◆ Passage:
▶

The lethal question lies with them asking you to exercise self-discipline. What’s self-discipline? Surpassing the Great Firewall and looking at all sorts of reactionary media, paying close attention to current affairs, especially hyped social incidents, which are instrumentally taken by the reactionary media to attack the Party. Once these are discovered, you must take control of your site and quickly delete the corresponding hot issues, topics and essays.

If you can’t delete these things before authorities give their command, you’ll be forgiven once or twice. After all, you need a learning curve. But if this continues you’ll be asked to join them for tea. If you have tea with them many times, you will be scrutinized and reported to higher levels. In the event of a big incident, if the authorities once again discover large quantities of sensitive material on your site – okay – your site will be closed (the plug will be pulled, your computers will be taken, your domain will be closed).

Many people, including journalists, wonder why these sites (even big sites) are instantly killed. Even they can’t say clearly why this happens. The Party’s online management system is quite mature. All levels report upward and there is an approval process. Before you are put before a firing squad, there are many who will work to dissuade them from doing this. Yet representing the Party’s managing skills is the fact that some things are no match for the thunderous fury of some leaders. When the command of a powerful leader comes down through the ranks, all processes disappear in a puff of smoke.

Some people think having the plug pulled is very serious but this is actually a moderate punishment. Because after you promptly delete the information (It’s best you are disconnected from other supporting servers to prevent not being able to delete the information remotely) and you inform the Internet data center, you can regain your Internet connection. Many stumble at the point because they either don’t know what to delete or they don’t know how to delete it (not being able to control information remotely equals an inability to reconnect).

We delete posts promptly and aren’t bad at inspecting and correcting ourselves. Yet we have still been charged with very serious allegations. In 2009, Wanju SR aggregated on Twitter some information concerning the Ministry of Truth blocking someone’s letter. It became a hotly debated and rapidly spreading topic. It was picked up by the Communication Management Bureau and we were accused of divulging national secrets. A fax we received requested a stringent investigation. Under these allegations there is no need for a process. Most sites are thoroughly closed.

For sites that wanted to be self-disciplined, that wanted to climb the Great Firewall and see the world, it seems there were none of these clearly defined requirements in 2007 and 2008. At that time we had a list of sensitive words, deleted posts promptly and on a sensitive occasion we closed our interactive functions and would be okay. On a few days before June 4, 2009, it seems that the management department implemented this way of thinking and spread it to every major site in Beijing through a variety of meetings.

One gesture of patience from the management department is that if you tell them you are on the road when you answer a call about deleting a post, and that there is no way of deleting it within the hour, they will cordially confirm when you will be able to delete it. They don’t hang up the phone and notify you that they will pull the plug. Even when the police come to get information on people posting information, all one needs to do is tell them that this is an aggregation site and there is no way to provide IP addresses. They will understand and won’t get violent.

Those from the management department who work on the frontline aren’t terribly interested in popular transmission and monitoring sites like rtmeme because all they need to do is monitoring a couple hundred twitter accounts. Every data flow worth looking at must flow through these key points. I bet they aren’t willing to expand their own monitoring capacity. If they did they would be more work for themselves. Monitoring a set list of people is a kind of daily work easily accomplished.

◀

◆ Available data:
▶

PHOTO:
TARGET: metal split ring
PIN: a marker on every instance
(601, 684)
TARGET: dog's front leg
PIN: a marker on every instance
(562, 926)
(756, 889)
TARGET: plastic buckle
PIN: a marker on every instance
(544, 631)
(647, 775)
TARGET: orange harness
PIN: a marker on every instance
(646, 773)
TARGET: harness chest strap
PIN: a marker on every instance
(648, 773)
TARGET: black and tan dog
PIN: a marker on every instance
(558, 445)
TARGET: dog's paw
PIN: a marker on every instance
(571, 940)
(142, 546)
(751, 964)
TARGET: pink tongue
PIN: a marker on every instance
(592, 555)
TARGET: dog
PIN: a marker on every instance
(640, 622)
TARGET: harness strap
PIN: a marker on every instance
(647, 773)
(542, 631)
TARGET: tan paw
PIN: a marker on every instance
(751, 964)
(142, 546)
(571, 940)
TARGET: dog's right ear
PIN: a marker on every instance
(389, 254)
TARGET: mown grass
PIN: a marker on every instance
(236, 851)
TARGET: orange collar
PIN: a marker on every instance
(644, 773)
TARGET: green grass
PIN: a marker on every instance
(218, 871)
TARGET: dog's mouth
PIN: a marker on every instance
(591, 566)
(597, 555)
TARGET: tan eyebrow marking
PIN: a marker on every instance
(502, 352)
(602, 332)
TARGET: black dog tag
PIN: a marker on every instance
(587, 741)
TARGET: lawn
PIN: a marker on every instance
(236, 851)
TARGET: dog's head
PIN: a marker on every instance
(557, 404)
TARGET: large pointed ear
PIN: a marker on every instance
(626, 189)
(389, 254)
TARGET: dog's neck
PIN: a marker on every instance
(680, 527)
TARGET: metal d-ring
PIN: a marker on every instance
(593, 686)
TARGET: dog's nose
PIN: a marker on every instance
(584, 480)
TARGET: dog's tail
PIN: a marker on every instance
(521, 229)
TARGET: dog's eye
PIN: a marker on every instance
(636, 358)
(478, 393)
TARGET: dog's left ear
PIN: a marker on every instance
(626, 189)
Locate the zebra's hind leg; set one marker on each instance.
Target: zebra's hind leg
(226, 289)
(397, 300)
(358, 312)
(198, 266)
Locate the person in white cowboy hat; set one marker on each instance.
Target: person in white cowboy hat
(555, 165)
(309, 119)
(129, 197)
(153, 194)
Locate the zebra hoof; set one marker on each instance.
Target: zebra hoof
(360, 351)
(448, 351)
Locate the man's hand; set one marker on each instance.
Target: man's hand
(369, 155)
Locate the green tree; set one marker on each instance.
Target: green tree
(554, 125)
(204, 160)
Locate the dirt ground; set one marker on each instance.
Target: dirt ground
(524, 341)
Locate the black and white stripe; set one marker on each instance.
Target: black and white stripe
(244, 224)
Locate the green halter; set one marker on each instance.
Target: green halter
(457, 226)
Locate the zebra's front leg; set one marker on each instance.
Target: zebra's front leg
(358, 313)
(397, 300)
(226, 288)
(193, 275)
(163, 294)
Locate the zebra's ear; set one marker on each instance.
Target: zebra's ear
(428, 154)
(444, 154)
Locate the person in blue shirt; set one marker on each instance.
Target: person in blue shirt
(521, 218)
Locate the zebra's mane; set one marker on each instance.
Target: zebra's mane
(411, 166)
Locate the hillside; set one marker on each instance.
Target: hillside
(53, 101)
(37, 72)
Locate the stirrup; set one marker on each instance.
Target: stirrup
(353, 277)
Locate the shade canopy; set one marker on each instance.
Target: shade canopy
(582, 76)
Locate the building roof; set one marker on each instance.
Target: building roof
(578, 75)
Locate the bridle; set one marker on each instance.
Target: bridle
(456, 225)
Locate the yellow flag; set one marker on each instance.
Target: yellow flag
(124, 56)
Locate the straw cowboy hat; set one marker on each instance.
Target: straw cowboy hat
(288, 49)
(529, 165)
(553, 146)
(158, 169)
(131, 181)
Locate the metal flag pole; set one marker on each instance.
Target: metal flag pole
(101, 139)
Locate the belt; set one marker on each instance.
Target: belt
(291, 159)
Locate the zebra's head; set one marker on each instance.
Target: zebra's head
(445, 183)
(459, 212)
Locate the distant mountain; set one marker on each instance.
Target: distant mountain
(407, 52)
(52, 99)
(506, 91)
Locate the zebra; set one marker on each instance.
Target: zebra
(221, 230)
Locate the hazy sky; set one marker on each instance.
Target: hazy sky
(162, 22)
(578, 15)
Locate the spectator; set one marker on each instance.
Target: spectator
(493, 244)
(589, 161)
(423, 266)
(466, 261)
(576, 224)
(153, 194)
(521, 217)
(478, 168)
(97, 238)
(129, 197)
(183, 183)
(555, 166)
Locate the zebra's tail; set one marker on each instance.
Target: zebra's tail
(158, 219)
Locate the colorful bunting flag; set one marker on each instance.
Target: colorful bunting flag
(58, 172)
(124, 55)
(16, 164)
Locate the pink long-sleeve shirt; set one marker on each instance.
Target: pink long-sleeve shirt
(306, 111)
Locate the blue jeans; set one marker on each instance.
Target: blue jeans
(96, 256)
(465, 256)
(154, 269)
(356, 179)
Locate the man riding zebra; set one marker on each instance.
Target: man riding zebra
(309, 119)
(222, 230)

◀

◆ How to complete this task:
Answer these about the passage on website censorship:
(a) What happens to someone who is asked to have tea with the authorities many times?
(b) Which bureau picked up the 2009 topic and accused the site of divulging national secrets?
(c) How many Twitter accounts do frontline management staff need to monitor?

◆ Task solution:
(a) They are scrutinized and reported to higher levels.
(b) The Communication Management Bureau.
(c) A couple hundred.